■ MATERIAL FOR THIS TASK
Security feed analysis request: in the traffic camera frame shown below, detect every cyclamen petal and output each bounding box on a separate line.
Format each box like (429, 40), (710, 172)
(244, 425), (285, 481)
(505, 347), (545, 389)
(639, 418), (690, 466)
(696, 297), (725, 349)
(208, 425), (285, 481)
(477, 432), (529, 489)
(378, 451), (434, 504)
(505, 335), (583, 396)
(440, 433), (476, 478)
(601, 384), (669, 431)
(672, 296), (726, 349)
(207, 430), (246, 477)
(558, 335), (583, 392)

==

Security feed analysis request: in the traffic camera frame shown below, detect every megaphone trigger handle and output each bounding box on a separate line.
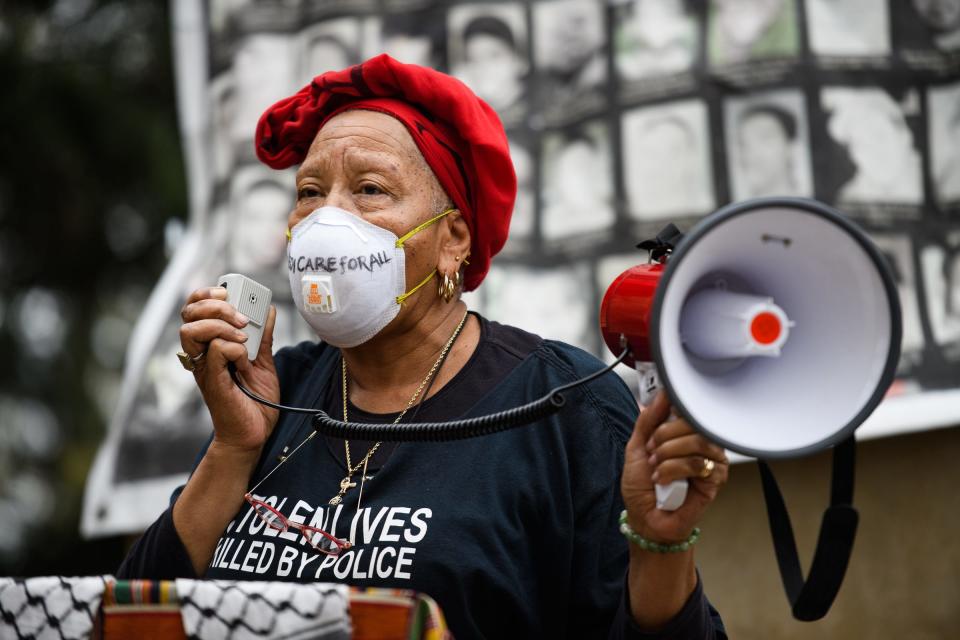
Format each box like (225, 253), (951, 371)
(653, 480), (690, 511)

■ PROBLEM DESCRIPTION
Format the material as a two-column CSV with the columns instruction and response, starting at the line that contains "detect every megaphone" and stopping after the line that contains "(653, 480), (690, 511)". Give each instruction and its answer one row, with each field in quotation marks and line breaks replaced by spaces. Leave the pictures out.

■ SOLUTION TO THIS PROBLEM
instruction,response
"Security feed analysis request: in the traffic camera frame shown below, detect every megaphone trigger handle and output each bounding box on a separate line. Format each box like (225, 253), (951, 371)","(653, 480), (690, 511)"